* BEGIN *
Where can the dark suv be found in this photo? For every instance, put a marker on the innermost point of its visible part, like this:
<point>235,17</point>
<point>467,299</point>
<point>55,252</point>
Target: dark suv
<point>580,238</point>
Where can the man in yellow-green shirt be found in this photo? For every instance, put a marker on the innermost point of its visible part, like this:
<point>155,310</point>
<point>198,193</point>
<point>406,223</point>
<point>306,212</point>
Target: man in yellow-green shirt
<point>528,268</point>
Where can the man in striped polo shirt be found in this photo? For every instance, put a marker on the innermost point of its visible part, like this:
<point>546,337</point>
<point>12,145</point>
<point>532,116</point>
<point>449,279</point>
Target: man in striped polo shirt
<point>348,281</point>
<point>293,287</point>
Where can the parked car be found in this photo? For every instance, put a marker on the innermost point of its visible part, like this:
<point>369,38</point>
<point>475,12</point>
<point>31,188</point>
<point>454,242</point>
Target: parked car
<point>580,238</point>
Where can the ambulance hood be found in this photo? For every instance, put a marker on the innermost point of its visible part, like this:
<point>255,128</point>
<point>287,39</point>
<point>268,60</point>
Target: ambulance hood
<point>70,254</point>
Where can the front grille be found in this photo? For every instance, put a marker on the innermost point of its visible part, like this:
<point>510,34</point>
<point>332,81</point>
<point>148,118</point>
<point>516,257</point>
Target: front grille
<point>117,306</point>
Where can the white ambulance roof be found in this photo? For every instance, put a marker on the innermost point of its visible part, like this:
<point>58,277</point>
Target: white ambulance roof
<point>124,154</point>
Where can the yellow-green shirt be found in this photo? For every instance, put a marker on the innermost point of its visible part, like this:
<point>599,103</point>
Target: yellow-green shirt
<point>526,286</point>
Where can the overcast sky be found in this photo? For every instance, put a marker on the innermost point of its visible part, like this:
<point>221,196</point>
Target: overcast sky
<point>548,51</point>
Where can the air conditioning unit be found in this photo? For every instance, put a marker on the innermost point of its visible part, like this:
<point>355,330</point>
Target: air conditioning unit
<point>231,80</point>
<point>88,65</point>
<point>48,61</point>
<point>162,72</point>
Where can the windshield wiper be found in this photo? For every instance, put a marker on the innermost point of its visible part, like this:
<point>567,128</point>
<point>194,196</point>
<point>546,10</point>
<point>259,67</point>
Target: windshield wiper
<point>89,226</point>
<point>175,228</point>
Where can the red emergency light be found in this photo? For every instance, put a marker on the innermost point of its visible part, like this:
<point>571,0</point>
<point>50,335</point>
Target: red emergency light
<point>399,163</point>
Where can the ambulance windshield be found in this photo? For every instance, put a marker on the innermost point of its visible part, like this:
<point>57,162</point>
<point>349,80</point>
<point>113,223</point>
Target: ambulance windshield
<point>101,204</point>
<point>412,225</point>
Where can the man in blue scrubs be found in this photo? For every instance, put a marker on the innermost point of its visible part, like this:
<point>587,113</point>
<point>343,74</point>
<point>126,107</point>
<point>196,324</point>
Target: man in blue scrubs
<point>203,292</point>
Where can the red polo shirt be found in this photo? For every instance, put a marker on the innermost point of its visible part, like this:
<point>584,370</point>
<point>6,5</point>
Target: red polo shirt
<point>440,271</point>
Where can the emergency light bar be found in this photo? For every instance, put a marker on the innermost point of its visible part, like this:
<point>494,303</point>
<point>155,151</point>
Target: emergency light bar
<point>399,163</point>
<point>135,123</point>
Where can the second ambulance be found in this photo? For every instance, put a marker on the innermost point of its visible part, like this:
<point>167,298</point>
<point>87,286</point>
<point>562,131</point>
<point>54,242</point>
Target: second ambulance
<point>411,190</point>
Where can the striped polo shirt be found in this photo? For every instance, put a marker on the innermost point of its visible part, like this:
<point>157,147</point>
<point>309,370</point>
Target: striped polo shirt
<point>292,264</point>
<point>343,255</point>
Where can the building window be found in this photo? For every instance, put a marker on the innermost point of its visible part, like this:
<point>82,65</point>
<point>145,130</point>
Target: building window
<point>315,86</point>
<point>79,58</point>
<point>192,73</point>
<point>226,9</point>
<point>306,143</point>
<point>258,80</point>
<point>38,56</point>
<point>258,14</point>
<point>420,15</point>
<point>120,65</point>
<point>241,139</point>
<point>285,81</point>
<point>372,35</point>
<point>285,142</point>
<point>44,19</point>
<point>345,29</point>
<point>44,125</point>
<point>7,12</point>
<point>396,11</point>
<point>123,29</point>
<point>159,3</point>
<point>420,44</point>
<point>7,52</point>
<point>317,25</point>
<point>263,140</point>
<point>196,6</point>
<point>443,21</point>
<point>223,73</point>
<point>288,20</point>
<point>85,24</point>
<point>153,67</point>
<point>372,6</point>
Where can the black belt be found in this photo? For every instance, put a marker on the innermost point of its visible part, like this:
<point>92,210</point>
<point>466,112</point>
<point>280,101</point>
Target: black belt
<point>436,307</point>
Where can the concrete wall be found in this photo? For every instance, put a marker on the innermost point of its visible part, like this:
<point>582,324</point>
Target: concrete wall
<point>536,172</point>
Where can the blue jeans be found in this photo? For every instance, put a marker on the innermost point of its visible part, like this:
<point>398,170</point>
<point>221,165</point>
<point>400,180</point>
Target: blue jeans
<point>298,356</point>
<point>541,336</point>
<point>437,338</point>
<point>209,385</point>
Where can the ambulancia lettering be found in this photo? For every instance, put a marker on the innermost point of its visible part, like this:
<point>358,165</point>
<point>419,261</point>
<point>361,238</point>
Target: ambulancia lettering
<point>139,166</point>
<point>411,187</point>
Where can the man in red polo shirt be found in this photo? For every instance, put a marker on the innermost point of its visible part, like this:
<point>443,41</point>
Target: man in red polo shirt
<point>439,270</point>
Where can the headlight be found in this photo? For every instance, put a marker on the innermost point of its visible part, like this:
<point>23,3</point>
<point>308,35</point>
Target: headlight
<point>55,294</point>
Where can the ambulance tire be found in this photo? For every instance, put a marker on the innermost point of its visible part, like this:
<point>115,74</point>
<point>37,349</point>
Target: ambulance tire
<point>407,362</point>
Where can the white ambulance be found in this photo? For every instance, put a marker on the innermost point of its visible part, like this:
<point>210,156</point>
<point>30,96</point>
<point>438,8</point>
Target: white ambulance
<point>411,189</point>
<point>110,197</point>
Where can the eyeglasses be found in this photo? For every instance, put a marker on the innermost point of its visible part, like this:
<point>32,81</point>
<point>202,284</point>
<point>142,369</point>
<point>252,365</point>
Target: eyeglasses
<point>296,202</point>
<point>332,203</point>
* END *
* BEGIN *
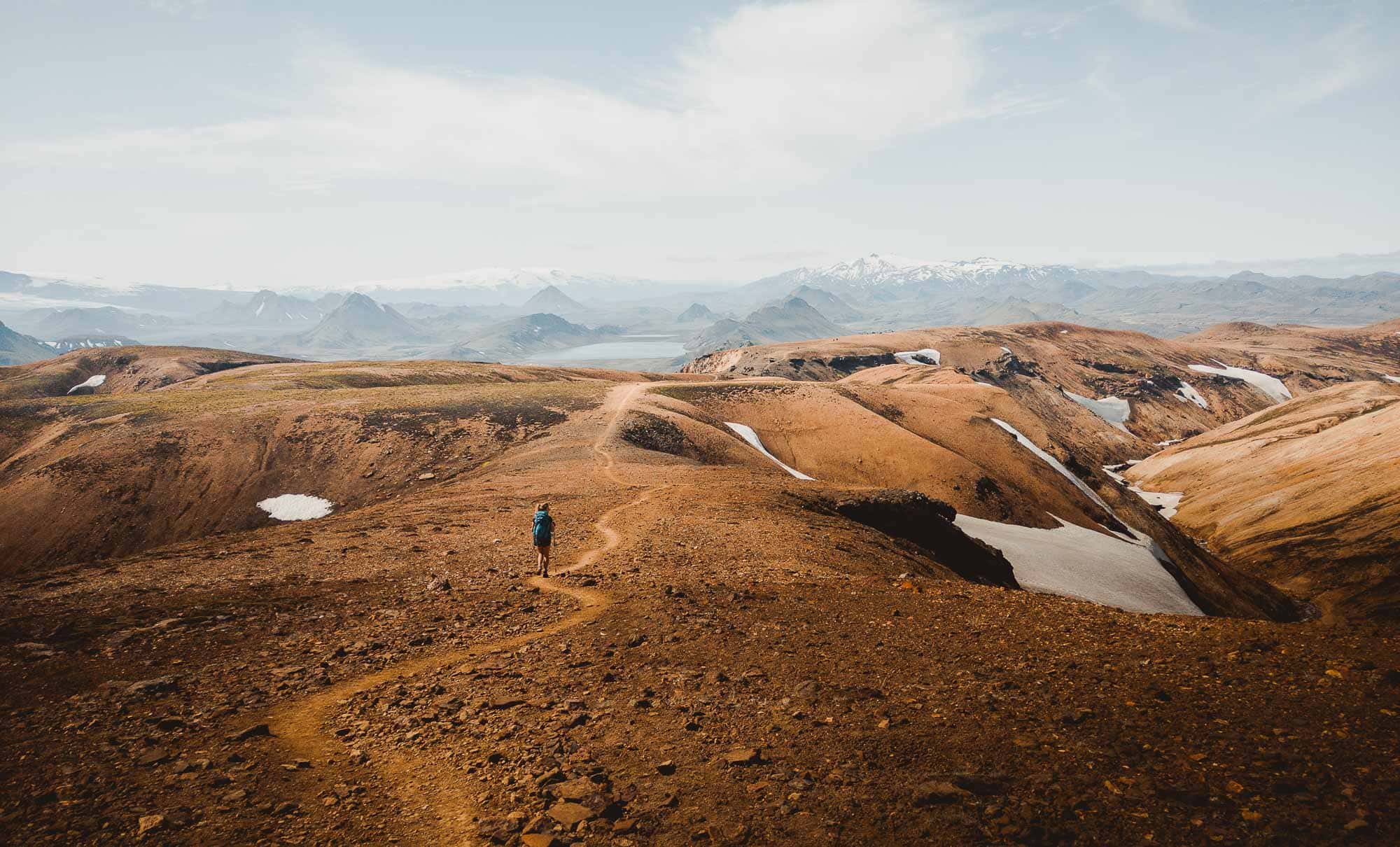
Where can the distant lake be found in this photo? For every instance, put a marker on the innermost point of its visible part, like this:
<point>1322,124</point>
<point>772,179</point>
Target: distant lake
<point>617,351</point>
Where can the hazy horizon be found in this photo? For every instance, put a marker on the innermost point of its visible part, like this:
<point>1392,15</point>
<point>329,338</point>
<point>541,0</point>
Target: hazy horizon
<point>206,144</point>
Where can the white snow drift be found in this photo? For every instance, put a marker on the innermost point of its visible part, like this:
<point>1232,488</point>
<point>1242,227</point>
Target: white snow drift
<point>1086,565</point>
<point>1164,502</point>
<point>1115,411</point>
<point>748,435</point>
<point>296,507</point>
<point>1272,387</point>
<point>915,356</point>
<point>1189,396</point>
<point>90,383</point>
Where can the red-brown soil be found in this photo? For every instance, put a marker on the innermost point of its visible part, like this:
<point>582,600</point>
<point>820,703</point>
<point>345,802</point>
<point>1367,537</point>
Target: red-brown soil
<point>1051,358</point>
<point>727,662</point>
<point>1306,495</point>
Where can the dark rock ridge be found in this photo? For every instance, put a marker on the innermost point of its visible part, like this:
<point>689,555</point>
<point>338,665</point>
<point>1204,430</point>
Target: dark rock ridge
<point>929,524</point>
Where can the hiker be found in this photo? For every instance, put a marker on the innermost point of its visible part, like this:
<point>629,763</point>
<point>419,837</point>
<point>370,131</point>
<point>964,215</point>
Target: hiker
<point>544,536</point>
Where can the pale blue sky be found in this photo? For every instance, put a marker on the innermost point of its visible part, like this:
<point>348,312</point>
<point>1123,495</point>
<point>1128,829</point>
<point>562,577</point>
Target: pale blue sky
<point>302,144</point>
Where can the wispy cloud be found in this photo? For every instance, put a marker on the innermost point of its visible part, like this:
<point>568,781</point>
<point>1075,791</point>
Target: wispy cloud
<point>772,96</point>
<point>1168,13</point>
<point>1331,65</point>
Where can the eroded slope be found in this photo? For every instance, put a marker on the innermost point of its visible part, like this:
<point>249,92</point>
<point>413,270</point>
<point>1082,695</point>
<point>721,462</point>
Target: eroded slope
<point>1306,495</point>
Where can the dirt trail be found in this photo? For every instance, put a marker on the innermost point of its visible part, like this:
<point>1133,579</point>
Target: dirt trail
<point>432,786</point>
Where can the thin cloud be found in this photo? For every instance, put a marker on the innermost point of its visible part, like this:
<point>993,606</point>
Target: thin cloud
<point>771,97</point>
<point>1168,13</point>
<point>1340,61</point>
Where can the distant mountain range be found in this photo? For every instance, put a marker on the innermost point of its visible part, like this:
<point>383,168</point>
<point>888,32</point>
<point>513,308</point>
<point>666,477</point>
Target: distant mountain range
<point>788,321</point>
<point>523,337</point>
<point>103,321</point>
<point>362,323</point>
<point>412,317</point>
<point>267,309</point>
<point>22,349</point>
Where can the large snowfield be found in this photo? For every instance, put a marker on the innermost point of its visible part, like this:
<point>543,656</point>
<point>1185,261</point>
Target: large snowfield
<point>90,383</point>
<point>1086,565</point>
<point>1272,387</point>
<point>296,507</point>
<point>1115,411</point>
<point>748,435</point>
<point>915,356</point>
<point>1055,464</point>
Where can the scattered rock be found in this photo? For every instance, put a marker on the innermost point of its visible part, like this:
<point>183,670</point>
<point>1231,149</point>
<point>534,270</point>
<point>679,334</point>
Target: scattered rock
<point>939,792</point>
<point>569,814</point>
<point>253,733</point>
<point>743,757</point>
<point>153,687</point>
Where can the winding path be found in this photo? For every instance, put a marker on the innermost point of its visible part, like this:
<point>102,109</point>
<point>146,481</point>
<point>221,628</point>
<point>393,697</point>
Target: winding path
* END *
= AIM =
Echo the rows starting at the line containing "Where can the black" and ending at the line containing "<point>411,187</point>", reproducing them without any change.

= ANSWER FOR THE TASK =
Where can the black belt be found in this photo? For every instance, put a marker on the innermost point of its visible part, like this:
<point>92,210</point>
<point>466,112</point>
<point>280,101</point>
Target: black belt
<point>436,307</point>
Where can the concrete wall be found in this photo? For every instance, put a marker on the innermost point of its visible part, like this:
<point>582,324</point>
Target: concrete wall
<point>536,172</point>
Where can the blue jeans be found in this photo? For every instance, put a marker on the innermost point of its visible part, like this:
<point>398,170</point>
<point>221,165</point>
<point>400,180</point>
Target: blue jeans
<point>298,356</point>
<point>541,336</point>
<point>437,338</point>
<point>209,385</point>
Where can the ambulancia lettering be found in this photo? For every instance, put a marker on the innermost point of its visible part, like this:
<point>358,165</point>
<point>419,261</point>
<point>361,238</point>
Target: ambulancia lettering
<point>139,166</point>
<point>411,187</point>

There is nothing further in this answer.